[RECORDS SHOWN Boundary: Start]
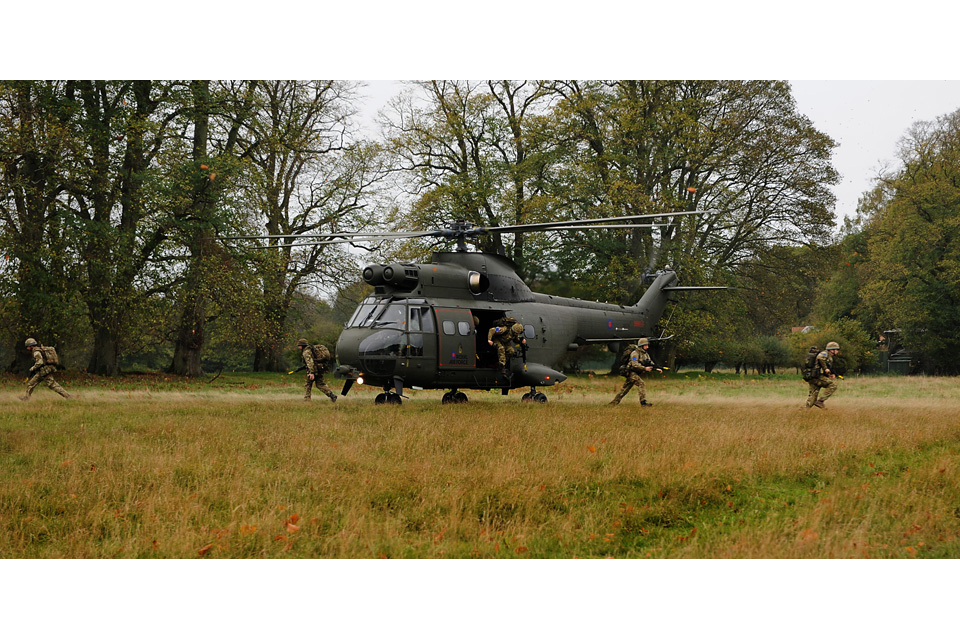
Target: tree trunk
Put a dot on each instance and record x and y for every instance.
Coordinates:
(105, 359)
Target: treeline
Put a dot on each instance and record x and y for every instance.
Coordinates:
(126, 209)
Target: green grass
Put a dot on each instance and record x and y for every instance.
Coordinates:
(722, 466)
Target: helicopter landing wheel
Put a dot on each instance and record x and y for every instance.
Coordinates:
(534, 396)
(388, 398)
(454, 397)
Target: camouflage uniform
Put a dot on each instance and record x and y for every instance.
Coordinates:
(316, 370)
(504, 340)
(637, 362)
(513, 344)
(823, 381)
(42, 373)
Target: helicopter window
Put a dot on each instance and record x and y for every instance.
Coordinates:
(426, 319)
(416, 345)
(394, 315)
(367, 313)
(382, 343)
(362, 312)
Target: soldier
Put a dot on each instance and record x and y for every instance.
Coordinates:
(823, 377)
(42, 369)
(505, 338)
(637, 361)
(515, 341)
(315, 367)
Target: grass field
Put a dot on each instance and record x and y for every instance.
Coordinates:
(721, 466)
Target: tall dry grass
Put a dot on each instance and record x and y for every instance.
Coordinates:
(719, 467)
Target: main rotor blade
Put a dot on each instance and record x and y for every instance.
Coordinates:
(336, 234)
(549, 226)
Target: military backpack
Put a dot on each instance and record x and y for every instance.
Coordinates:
(321, 355)
(810, 370)
(49, 356)
(627, 357)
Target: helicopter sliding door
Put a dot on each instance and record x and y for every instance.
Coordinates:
(458, 345)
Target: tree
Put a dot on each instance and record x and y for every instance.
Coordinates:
(913, 278)
(203, 171)
(34, 143)
(119, 128)
(476, 151)
(303, 175)
(755, 170)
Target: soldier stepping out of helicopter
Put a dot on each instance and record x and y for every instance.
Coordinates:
(315, 360)
(636, 360)
(505, 337)
(823, 376)
(45, 362)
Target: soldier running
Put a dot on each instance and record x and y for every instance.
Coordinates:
(824, 377)
(45, 363)
(505, 339)
(315, 368)
(637, 361)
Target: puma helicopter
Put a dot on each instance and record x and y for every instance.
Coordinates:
(425, 326)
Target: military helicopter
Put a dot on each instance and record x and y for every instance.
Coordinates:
(425, 325)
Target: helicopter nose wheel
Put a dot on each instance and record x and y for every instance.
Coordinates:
(454, 397)
(534, 396)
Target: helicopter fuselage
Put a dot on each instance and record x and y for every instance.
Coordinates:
(425, 326)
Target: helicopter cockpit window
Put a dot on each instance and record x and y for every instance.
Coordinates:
(367, 312)
(382, 343)
(394, 316)
(426, 318)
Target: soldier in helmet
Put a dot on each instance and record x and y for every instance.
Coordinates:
(515, 341)
(505, 338)
(42, 370)
(824, 377)
(315, 367)
(637, 360)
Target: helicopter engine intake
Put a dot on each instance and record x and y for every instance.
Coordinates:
(396, 275)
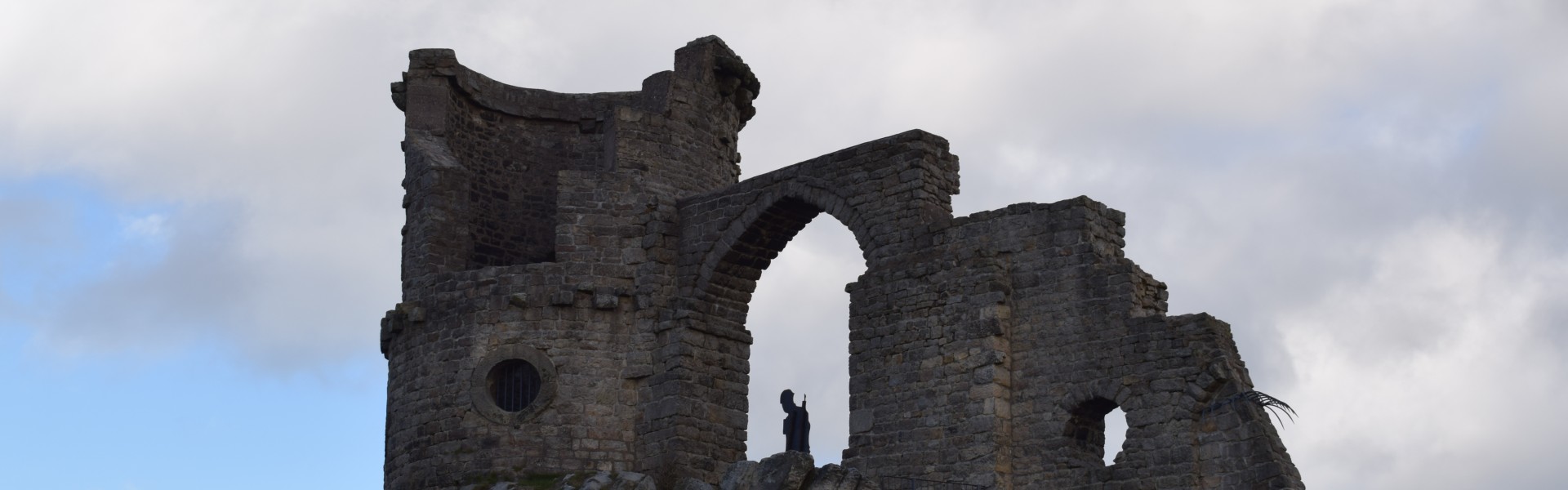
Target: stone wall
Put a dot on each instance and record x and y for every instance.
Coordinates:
(606, 241)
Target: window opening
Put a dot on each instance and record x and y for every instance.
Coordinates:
(513, 385)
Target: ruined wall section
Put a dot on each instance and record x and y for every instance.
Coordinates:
(684, 127)
(582, 314)
(1089, 333)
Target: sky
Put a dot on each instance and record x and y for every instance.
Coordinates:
(199, 207)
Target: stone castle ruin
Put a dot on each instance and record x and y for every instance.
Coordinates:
(576, 274)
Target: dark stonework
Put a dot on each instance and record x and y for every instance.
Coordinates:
(608, 239)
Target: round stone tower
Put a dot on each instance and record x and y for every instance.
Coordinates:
(540, 236)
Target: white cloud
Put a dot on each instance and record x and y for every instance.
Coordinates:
(1295, 168)
(1432, 371)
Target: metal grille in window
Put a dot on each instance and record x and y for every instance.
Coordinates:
(513, 385)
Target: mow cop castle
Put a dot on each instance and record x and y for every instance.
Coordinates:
(576, 274)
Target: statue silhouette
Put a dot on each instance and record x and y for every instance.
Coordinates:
(797, 423)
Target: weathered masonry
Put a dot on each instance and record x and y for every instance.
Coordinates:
(576, 274)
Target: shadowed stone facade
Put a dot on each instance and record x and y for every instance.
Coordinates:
(606, 241)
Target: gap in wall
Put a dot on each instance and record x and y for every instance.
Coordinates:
(799, 323)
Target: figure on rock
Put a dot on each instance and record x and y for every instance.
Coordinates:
(797, 423)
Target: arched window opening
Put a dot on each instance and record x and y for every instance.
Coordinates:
(799, 321)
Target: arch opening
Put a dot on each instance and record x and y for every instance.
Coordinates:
(799, 323)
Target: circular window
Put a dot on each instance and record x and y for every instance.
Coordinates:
(513, 385)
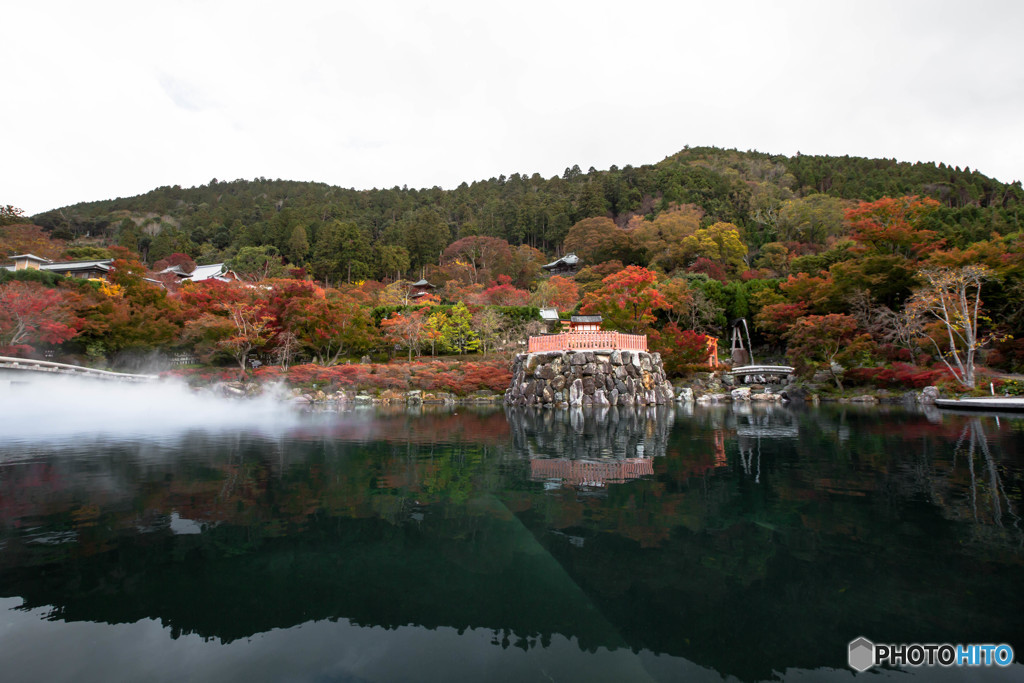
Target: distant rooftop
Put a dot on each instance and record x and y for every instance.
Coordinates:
(570, 260)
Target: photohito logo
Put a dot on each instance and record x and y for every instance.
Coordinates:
(862, 654)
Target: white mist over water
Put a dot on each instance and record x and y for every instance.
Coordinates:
(57, 409)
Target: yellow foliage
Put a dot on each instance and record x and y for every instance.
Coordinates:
(111, 290)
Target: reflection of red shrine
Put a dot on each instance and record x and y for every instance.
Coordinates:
(590, 472)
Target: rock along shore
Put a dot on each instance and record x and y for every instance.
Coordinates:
(564, 379)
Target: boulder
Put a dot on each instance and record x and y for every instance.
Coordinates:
(576, 393)
(741, 394)
(532, 360)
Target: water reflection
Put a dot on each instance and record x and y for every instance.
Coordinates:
(590, 449)
(743, 542)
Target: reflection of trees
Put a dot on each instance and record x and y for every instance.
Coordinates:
(590, 447)
(593, 433)
(973, 444)
(776, 530)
[RECORDS SHOWN Boundary: End]
TASK DESCRIPTION — Each record must be repeated verbatim, and no picture may appear in the copy.

RESPONSE BELOW —
Target: tree trunk
Put a dot on each instance and record x and y for every instance.
Coordinates:
(105, 359)
Target: treeline
Put a dot on each instance and record x and y for every instance.
Coordinates:
(126, 209)
Target: green grass
Put a dot on each instance and record x and y for every instance.
Coordinates:
(722, 466)
Target: helicopter landing wheel
Put a dot on each instance and record x and y for every instance.
Coordinates:
(534, 396)
(388, 398)
(454, 397)
Target: camouflage uniform
Put a dot on each instance and record x and y for every instance.
Coordinates:
(316, 370)
(504, 340)
(637, 362)
(513, 344)
(823, 381)
(42, 373)
Target: helicopter window
Put a dot on each instance and record x and y for every instance.
Coordinates:
(426, 319)
(416, 345)
(394, 315)
(367, 313)
(382, 343)
(362, 312)
Target: soldier
Put a dot on each instance and record x and y for every instance.
Coordinates:
(823, 377)
(42, 369)
(505, 338)
(637, 361)
(515, 341)
(315, 367)
Target: grass field
Put a dot on each instance and record x and y for every instance.
Coordinates:
(721, 466)
Target: tall dry grass
Put a dot on each instance and record x and y for every instance.
Coordinates:
(719, 467)
Target: main rotor blade
Put a dot on each instance and record x and y for every instance.
Coordinates:
(336, 234)
(549, 226)
Target: military backpack
Put a dot on each instance and record x and y for every instance.
Coordinates:
(321, 355)
(810, 370)
(49, 356)
(627, 357)
Target: helicopter sliding door
Put a dot on each instance and record x and y for every instance.
Coordinates:
(458, 345)
Target: tree
Put a dot on each instance and record x and y for every instance.
Coordinates:
(913, 278)
(203, 171)
(34, 143)
(119, 128)
(476, 151)
(303, 175)
(755, 170)
Target: soldier stepping out of helicopter
Put a dot on each instance and record x and y for every instance.
Coordinates:
(315, 360)
(636, 360)
(505, 337)
(823, 376)
(45, 362)
Target: soldier running
Put a dot on each instance and record x and y for every instance.
Coordinates:
(824, 377)
(45, 363)
(505, 339)
(315, 368)
(637, 361)
Target: puma helicopter
Put a dot on each instance and record x and y for every instance.
Coordinates:
(425, 326)
Target: military helicopter
Put a dot on each instance and record x and y for every instance.
Coordinates:
(425, 325)
Target: helicopter nose wheel
Put a dot on each instance and record x and y for every instance.
Coordinates:
(454, 397)
(534, 396)
Target: helicopter fuselage
Put a dot on each instance and record x and y for every instance.
Coordinates:
(425, 326)
Target: helicopter cockpit window
Put a dot on each instance and record x and y for every instance.
Coordinates:
(367, 312)
(382, 343)
(394, 316)
(426, 318)
Target: soldier in helmet
Put a dot on each instance and record x and y for every instance.
Coordinates:
(515, 341)
(505, 338)
(42, 370)
(824, 377)
(315, 367)
(637, 360)
Target: helicopter engine intake
Put a dot on each instance and record x and y for every instance.
Coordinates:
(396, 275)
Target: stone wall
Put a dot on each instance and record x and y for every instance.
Coordinates:
(606, 241)
Target: window opening
Put a dot on each instance and record x and y for every instance.
Coordinates:
(513, 385)
Target: ruined wall section
Put a dot on each instance and record x and y for every instance.
Coordinates:
(684, 127)
(582, 314)
(1089, 333)
Target: sky
Put a dot on each instance and record x and y for every instance.
Coordinates:
(199, 207)
Target: stone castle ruin
Put a dot on each instance and record x and y for every instance.
Coordinates:
(576, 274)
Target: dark stonework
Put a dot on each instance and record x and y for every instance.
Coordinates:
(608, 239)
Target: round stone tower
Put a dot on each instance and record x and y for every instance.
Coordinates:
(540, 236)
Target: white cloud
Put a dot on each instance and record x and y for every instance.
Coordinates:
(1295, 168)
(1432, 371)
Target: metal grille in window
Put a dot on each instance and record x and y for every instance.
Coordinates:
(513, 385)
Target: mow cop castle
Put a dot on each instance and record x and y for every instance.
Coordinates:
(576, 274)
Target: statue silhouette
Put a dot on each instance and record x and y for every instance.
Coordinates:
(797, 423)
Target: weathered masonry
Put a dot on each instance and record x and y for every instance.
Coordinates:
(576, 274)
Target: shadowed stone facade
Put a dot on each instance and record x and y for every instance.
Coordinates:
(606, 241)
Target: gap in wall
Put a dot on each instance and record x and y for every instance.
Coordinates:
(799, 323)
Target: figure on rock
Put a dot on each instance and record x and y for every instance.
Coordinates:
(797, 423)
Target: arched window opening
Put a dot on each instance and record x and y for every instance.
Coordinates:
(799, 321)
Target: arch opening
Put a dot on each instance and record x and y for every instance.
Coordinates:
(799, 323)
Target: circular window
Put a dot on each instance and record x and y for every instance.
Coordinates:
(513, 385)
Target: distant rooftop
Put a dot on each instance and record x and y for every instance.
Coordinates:
(570, 260)
Target: photohito logo
Put a dot on each instance and record x and y for every instance.
Coordinates:
(862, 654)
Target: white mist over water
Put a dot on each instance and record x and y for every instance.
Coordinates:
(57, 409)
Target: yellow foliage
Put a dot on each instance and record x and y for every instance.
Coordinates:
(111, 290)
Target: reflection of red shrine
Put a dot on each instance and record x and y for every instance.
Coordinates:
(590, 472)
Target: rock along shore
Put a dot on each instance and record x and y for every instance.
Coordinates:
(564, 379)
Target: boulder
Put a dot on each instance and record x and y for every instance.
Coordinates:
(576, 393)
(741, 394)
(532, 360)
Target: water reflection
Put a dot on each instance and record x and y for every instance.
Coordinates:
(590, 449)
(743, 542)
Target: reflection of trees
Put a dot on each instance and record x and y for every instance.
Coordinates:
(590, 447)
(593, 433)
(973, 444)
(776, 530)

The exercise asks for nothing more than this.